- **Extracted text**
%%

Son of William James Brook and Sarah Elizabeth Brook, of Fairlie, Canterbury
Accidentally killed on whilst on duty
A researcher working on the War Archives at National Archives found two small faded handwritten notes written in pencil. They were eyewitness accounts of the death of Pte. John Edward Brook (Sn: 10583). They are both slightly different accounts.
Testimony at Court of Inquiry into death of Pte. John Edward Brook. SN: 10583. Statement by 9236 Major P.T. Norris. “On June 24 1942, at Mersa Matruah, I was 2 I/C A Coy 23 N.Z. Bn. At about 2000 hrs I was standing with C.S.M. Wilson at Coy HQ. Pte. Brook was returning from No. 9 Platoon and had missed the track through a network of minefields. He called to the C.S.M. For directions as he evidently did not know whether he was in a minefield or not at that time. Directions were given to him to get to the track. I went into my dugout and within a minute heard an explosion and went outside. The C.S.M. told me that Pte. Brook had been blown up and together we went down along the track to reach him. We found Pte. Brook's body seven or eight yards from the track which he had been approaching. In my mind there was no doubt that he was dead. Arrangements were made for the Engineers to get the body from the minefield.”
Testimony at Court of Inquiry into death of Pte. John Edward Brook. SN: 10583. Statement by 10082 C.D. Wilson. “At approx 2000 hrs 24/6/42 while standing outside Coy HQ I saw Pte. Brook approaching from the direction of No.9 PL. Pte. Brook called out to Capt. Norris of A Coy, and to me for directions as to getting round a Mine Field. Both Capt. Norris and I suggested that he should go either to the Right or to the Left to get round. Capt. Norris then went to the Dugout and Pte Brooks walked a short distance along the wire. Just as I turned away to my Dugout an explosion occurred. I looked round quickly and saw a body which I knew was that of Pte. Brook hurled into the air by the explosion. I then called out to Capt. Norris and said “Shorty has blown up”. We both then went to the scene where we saw that we could do nothing for Pte. Brook as he was dead.
Private J. E. Brook, MM; born NZ 12 Mar 1918; labourer; accidentally killed 24 Jun 1942. (Source: McClymont, W.G. To Greece. p.287.; Ross, A. 23 Battalion. p.44.)

%%

- **Objective 1**
Answer these from the text about Pte. John Edward Brook:
(a) Where were his parents, William James Brook and Sarah Elizabeth Brook, from?
(b) According to Major P.T. Norris, how far from the track was the body found?
(c) What occupation does the final entry give for him?
- **Objective 2**
Reproduce the part of the text about Pte. John Edward Brook that opens with the words containing "Son of William" and closes with "slightly different accounts.".
Rely only on the text about Pte. John Edward Brook for the answers.

- **Provided material**
%%

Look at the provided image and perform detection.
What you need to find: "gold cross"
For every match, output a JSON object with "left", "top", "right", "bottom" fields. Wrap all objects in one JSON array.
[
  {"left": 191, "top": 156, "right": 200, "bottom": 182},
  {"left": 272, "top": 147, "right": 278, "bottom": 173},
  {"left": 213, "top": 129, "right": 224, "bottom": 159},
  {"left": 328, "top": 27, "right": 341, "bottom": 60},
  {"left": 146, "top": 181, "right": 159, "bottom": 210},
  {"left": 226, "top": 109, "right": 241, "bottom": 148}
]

%%

- **Answer 1**
(a) Fairlie, Canterbury
(b) Seven or eight yards
(c) Labourer

- **Answer 2**
Son of William James Brook and Sarah Elizabeth Brook, of Fairlie, Canterbury
Accidentally killed on whilst on duty
A researcher working on the War Archives at National Archives found two small faded handwritten notes written in pencil. They were eyewitness accounts of the death of Pte. John Edward Brook (Sn: 10583). They are both slightly different accounts.